WHAT THE EXERCISE ASKS:
Count the lines in the material below that contain the word "screen" and give only that number.
+ + +
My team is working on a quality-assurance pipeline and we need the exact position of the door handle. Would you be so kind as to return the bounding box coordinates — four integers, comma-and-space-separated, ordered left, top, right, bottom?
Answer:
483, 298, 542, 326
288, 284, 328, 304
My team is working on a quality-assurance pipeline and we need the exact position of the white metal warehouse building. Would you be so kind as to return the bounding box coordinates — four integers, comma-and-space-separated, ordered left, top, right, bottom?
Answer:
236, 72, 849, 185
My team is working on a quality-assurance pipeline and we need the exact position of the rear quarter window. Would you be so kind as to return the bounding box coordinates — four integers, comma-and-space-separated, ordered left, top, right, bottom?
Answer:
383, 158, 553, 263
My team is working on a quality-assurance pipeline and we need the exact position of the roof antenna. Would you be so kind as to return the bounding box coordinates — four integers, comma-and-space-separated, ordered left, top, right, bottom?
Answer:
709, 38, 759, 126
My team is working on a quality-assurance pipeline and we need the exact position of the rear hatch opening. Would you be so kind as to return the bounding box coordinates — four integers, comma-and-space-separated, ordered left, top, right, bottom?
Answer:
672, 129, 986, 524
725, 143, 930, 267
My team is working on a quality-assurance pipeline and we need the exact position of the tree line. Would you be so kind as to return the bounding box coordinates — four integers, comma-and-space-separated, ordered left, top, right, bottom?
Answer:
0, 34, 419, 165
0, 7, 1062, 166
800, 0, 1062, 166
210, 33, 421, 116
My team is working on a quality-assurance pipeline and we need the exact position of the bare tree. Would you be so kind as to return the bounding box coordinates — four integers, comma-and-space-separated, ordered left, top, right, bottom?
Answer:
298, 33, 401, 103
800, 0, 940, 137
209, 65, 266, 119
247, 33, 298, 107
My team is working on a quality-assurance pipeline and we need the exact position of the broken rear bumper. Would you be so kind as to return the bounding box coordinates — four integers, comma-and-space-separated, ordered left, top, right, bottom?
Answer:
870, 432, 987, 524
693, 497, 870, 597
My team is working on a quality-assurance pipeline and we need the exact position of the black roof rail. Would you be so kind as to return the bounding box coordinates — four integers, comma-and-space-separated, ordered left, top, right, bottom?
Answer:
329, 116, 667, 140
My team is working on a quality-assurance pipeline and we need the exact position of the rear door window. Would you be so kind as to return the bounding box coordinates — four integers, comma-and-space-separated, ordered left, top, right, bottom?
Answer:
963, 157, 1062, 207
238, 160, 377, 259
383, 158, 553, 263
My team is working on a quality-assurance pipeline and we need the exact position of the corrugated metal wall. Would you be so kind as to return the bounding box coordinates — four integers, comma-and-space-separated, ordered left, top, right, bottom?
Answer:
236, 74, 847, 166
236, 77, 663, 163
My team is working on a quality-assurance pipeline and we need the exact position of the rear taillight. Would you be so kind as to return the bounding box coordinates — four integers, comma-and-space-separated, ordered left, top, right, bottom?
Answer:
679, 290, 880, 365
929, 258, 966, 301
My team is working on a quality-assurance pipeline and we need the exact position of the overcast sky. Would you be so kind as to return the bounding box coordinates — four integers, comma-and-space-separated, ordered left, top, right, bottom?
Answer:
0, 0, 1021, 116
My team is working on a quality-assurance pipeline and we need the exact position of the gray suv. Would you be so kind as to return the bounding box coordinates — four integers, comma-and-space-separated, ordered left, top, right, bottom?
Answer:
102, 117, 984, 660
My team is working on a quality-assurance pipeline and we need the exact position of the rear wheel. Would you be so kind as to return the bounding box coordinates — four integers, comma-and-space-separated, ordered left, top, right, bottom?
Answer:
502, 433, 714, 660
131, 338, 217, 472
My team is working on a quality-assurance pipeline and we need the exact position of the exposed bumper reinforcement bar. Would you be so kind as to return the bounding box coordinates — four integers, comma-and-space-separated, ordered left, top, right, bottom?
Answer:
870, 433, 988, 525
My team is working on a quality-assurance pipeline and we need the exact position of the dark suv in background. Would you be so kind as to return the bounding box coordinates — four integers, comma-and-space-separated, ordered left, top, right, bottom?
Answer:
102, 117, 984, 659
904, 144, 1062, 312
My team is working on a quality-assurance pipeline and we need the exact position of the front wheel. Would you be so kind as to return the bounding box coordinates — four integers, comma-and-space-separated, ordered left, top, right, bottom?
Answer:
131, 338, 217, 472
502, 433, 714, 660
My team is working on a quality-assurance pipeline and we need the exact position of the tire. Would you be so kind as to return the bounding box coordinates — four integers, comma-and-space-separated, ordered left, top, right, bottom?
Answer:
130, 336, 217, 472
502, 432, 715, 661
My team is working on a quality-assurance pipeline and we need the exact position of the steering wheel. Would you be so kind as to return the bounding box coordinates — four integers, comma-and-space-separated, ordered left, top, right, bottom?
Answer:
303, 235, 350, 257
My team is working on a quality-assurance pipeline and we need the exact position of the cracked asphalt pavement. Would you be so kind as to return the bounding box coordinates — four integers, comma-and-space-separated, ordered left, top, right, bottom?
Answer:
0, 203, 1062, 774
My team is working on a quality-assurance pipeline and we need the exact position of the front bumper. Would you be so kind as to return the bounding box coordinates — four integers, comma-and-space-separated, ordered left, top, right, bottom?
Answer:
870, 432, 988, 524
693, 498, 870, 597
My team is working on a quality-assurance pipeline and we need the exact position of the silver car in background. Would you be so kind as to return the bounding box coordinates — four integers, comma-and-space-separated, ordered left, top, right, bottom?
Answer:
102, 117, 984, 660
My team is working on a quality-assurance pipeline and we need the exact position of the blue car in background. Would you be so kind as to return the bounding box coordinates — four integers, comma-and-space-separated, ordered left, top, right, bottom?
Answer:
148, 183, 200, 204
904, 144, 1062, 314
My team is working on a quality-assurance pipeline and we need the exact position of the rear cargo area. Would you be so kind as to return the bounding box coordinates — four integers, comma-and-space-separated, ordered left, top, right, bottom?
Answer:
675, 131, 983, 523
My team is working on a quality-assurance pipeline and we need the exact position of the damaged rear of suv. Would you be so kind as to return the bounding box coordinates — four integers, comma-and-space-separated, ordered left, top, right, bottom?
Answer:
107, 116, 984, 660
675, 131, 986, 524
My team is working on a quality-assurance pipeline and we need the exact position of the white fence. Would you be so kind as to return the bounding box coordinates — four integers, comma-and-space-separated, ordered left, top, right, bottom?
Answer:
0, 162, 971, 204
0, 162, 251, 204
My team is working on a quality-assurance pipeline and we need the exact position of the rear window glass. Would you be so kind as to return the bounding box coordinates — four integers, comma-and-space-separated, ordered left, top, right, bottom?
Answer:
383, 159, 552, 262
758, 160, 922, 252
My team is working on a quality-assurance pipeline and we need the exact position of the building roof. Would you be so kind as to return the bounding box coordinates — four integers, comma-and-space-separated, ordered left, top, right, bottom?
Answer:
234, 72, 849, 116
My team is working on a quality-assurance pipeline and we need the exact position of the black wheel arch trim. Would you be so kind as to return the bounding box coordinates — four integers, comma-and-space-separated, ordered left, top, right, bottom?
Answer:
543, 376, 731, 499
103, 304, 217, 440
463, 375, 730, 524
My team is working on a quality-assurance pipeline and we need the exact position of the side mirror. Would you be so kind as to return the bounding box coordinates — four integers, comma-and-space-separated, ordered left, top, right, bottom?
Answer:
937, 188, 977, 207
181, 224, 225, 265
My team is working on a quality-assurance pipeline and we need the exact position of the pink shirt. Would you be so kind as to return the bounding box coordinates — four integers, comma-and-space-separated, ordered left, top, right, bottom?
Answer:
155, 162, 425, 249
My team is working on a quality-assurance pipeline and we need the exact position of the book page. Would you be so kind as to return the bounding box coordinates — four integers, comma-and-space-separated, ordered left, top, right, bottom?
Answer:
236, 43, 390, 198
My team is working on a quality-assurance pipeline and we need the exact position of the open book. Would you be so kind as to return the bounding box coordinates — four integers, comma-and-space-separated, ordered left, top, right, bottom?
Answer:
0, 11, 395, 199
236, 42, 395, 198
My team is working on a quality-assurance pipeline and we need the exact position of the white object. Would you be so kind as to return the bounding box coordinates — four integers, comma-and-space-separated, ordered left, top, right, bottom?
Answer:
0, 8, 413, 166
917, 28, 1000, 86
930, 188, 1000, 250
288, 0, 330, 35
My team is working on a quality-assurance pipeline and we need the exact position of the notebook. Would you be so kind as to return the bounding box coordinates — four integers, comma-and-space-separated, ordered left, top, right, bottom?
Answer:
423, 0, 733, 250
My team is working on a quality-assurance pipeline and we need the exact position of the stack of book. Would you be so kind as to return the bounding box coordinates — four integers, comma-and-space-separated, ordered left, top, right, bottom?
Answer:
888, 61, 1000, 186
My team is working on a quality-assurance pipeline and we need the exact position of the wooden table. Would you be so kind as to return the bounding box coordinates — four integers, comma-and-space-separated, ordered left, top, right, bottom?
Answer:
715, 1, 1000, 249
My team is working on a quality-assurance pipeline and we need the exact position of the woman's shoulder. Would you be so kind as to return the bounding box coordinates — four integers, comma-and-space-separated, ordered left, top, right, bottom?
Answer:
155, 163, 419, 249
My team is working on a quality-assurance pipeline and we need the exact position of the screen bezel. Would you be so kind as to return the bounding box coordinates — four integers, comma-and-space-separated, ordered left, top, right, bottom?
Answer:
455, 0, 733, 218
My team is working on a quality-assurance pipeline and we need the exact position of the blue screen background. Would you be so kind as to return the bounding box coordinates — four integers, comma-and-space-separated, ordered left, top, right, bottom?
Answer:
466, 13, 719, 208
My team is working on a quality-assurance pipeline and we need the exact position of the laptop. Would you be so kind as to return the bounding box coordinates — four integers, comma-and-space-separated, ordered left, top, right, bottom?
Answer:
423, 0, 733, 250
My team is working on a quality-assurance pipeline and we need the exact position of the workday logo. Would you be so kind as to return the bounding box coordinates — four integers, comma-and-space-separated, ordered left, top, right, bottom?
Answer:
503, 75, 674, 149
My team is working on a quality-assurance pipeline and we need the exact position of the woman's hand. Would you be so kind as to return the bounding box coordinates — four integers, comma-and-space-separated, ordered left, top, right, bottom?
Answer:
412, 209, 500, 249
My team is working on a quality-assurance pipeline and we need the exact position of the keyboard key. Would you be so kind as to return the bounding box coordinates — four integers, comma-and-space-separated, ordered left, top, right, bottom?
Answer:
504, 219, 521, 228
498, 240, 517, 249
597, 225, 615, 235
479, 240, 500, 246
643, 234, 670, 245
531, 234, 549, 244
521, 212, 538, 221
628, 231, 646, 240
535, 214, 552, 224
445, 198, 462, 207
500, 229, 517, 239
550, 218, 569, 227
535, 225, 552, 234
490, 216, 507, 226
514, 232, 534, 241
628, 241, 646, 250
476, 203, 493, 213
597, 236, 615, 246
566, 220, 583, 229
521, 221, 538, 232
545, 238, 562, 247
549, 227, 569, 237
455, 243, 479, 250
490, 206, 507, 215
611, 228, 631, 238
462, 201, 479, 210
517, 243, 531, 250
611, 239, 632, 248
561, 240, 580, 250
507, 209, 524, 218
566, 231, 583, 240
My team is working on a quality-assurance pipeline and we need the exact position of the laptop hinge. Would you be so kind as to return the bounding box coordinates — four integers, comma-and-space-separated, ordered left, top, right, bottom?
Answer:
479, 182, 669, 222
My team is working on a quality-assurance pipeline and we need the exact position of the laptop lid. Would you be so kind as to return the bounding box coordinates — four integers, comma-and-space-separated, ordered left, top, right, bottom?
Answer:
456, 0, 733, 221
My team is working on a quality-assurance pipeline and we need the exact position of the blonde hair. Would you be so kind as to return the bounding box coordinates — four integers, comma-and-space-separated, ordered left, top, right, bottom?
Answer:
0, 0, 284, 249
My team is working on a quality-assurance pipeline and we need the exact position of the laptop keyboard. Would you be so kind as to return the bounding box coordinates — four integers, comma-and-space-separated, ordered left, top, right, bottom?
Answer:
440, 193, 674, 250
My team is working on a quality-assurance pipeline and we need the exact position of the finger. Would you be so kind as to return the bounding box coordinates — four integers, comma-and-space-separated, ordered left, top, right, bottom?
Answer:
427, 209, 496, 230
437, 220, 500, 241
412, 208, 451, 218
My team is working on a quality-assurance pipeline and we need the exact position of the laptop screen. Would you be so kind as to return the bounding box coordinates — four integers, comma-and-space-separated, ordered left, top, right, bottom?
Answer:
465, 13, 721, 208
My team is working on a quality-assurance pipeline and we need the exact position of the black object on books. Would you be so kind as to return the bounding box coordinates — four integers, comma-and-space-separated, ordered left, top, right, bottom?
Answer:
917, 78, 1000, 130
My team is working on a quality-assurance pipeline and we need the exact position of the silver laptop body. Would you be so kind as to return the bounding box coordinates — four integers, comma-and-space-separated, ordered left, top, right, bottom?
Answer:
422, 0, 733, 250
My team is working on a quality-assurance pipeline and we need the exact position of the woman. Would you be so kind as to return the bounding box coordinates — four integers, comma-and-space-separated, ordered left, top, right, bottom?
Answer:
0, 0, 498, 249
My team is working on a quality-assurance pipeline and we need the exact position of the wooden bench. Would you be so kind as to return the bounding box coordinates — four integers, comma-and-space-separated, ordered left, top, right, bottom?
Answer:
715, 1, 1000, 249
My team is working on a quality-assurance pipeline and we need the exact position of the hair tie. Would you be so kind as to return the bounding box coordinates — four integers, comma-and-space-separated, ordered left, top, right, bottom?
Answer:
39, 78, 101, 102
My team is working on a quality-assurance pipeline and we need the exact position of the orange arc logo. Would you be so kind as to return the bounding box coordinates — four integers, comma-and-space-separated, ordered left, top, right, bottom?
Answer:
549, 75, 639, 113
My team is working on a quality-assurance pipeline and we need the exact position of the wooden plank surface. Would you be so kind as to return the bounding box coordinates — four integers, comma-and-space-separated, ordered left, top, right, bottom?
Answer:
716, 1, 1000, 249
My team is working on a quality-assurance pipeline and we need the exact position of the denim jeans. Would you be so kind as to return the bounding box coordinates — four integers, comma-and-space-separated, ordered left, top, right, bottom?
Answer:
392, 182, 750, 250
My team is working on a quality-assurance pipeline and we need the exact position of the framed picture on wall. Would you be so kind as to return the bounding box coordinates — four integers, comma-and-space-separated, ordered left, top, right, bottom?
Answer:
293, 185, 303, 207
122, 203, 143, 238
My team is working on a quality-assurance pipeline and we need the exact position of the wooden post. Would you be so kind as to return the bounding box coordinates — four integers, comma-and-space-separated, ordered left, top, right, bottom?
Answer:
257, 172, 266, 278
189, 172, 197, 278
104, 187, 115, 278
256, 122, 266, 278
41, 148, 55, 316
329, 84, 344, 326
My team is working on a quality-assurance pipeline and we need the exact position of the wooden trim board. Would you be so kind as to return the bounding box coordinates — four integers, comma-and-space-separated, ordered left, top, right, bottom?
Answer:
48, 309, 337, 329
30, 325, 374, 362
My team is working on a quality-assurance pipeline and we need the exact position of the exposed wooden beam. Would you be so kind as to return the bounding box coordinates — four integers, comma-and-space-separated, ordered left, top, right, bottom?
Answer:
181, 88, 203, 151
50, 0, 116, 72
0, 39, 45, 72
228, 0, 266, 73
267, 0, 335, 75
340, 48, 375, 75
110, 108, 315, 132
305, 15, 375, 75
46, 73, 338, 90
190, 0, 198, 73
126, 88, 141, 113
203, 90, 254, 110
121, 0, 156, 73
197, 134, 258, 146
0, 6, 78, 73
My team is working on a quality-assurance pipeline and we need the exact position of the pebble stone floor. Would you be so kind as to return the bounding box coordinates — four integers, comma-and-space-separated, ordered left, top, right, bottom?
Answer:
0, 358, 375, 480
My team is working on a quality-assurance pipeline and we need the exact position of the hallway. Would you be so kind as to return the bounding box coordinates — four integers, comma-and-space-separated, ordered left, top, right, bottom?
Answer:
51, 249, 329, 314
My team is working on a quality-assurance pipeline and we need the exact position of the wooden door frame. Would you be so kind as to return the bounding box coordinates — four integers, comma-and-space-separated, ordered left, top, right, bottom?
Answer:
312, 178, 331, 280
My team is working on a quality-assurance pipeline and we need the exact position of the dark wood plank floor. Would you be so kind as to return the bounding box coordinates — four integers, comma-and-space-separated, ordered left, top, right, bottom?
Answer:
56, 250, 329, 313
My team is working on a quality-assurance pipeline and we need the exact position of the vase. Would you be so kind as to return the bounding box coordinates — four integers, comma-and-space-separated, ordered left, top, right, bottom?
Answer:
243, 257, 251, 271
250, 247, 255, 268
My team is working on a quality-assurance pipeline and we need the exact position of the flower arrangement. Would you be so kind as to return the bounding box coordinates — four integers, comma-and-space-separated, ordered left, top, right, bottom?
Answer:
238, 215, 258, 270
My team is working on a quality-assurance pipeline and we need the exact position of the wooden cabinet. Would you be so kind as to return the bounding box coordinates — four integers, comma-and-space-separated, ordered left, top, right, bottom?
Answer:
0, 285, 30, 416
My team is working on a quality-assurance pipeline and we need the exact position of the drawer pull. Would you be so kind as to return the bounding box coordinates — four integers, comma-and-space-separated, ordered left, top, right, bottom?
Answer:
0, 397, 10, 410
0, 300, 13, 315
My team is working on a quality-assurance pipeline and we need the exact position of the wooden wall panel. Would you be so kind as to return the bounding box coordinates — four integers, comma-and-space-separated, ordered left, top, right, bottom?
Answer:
+ + +
TASK ANSWER:
3